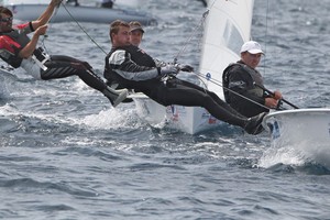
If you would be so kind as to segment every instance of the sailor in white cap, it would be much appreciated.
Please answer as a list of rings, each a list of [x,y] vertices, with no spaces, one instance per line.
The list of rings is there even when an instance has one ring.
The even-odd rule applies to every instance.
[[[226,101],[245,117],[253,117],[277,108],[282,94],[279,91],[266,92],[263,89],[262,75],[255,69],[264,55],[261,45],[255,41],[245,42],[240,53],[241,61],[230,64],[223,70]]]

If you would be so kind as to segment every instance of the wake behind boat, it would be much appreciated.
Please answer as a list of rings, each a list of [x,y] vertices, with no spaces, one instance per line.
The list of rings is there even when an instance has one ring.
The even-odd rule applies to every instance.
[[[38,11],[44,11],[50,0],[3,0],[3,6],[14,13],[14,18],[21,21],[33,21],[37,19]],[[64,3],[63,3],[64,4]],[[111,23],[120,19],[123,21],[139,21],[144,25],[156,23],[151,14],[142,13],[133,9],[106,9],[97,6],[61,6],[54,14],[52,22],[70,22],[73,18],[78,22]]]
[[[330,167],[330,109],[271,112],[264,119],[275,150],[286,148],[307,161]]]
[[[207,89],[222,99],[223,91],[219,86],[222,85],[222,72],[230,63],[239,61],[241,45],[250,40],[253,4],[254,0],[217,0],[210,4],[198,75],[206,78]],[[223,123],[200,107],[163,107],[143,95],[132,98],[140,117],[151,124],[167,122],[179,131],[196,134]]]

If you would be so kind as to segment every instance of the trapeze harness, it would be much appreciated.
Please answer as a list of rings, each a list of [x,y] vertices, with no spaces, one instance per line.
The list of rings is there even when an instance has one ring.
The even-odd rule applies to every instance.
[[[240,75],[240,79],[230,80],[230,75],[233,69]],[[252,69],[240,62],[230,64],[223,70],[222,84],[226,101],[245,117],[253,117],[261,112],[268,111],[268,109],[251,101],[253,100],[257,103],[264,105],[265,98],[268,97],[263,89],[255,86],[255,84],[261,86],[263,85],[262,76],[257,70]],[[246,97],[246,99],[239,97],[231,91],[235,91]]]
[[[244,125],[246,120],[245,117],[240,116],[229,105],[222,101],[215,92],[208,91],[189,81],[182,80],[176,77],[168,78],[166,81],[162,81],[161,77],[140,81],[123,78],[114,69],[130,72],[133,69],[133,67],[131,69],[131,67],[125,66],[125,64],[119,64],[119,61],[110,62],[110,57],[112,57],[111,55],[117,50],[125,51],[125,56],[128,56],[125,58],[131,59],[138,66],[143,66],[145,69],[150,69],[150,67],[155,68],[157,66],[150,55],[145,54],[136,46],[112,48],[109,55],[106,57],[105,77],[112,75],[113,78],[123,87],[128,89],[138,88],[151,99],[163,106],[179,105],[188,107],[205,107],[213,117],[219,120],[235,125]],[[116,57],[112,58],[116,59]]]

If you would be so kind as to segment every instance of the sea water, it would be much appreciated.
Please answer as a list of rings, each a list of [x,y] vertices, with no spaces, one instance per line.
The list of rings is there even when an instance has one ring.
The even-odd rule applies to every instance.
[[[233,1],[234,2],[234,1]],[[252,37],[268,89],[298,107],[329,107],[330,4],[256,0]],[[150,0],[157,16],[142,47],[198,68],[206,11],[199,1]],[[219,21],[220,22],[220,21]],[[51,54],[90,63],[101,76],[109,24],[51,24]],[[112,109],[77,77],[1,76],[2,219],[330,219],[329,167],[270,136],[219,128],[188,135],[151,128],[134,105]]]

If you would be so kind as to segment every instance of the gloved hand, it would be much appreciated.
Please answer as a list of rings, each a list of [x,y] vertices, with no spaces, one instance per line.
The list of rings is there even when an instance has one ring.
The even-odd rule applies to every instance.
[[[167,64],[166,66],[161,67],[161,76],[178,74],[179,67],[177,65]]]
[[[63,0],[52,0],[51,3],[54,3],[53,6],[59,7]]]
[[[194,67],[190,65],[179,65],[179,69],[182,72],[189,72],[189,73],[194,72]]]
---
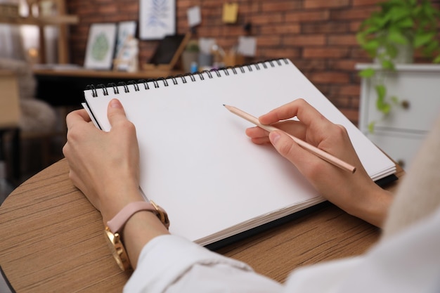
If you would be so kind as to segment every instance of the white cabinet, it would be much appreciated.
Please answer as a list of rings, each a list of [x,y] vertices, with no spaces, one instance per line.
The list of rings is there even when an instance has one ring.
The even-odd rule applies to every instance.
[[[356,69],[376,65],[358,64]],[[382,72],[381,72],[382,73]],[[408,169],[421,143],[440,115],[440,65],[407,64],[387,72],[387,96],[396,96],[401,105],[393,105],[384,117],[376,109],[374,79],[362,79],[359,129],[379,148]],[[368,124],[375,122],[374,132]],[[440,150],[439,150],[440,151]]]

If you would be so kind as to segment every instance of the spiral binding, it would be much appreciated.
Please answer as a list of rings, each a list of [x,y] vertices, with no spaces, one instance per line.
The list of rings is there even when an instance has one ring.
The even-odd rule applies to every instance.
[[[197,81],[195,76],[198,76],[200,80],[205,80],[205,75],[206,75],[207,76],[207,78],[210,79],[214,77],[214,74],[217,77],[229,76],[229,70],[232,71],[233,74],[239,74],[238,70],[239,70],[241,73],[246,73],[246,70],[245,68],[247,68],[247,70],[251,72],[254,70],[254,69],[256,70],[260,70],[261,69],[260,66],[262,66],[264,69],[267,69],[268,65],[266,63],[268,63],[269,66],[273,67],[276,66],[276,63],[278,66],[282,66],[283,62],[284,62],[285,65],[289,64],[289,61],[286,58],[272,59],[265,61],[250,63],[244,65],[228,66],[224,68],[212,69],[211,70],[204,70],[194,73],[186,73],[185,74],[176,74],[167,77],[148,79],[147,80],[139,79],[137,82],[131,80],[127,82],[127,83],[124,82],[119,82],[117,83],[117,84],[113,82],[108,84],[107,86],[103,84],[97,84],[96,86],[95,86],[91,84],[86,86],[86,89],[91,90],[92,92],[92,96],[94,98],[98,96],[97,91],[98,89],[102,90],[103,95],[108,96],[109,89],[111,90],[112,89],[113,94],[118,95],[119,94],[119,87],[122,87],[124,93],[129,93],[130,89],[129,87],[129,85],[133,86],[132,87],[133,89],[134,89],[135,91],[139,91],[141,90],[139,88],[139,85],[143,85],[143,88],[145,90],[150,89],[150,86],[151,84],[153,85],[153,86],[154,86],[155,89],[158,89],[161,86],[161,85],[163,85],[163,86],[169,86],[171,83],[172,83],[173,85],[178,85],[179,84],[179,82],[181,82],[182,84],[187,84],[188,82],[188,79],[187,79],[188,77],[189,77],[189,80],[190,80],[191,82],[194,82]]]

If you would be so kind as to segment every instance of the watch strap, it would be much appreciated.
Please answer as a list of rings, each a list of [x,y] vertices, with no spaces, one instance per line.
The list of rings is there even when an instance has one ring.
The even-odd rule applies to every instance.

## Problem to solve
Can you format the stretch of the records from the line containing "hand, it would be much appreciated." through the line containing "[[[63,0],[52,0],[51,3],[54,3],[53,6],[59,7]]]" as a numbered list, skipping any blank lines and including nothing else?

## Answer for this exercise
1. If you would be so kind as to segment every instance of the gloved hand, it would be much appreciated.
2. Please answer as a list of rings, each a list of [x,y] vertices, with no spaces, one instance per line.
3. The list of rings is there even when an instance has one ring.
4. The even-odd rule applies to every instance.
5. [[[167,64],[166,66],[161,67],[161,76],[178,74],[179,67],[177,65]]]
6. [[[63,0],[52,0],[51,3],[54,3],[53,6],[59,7]]]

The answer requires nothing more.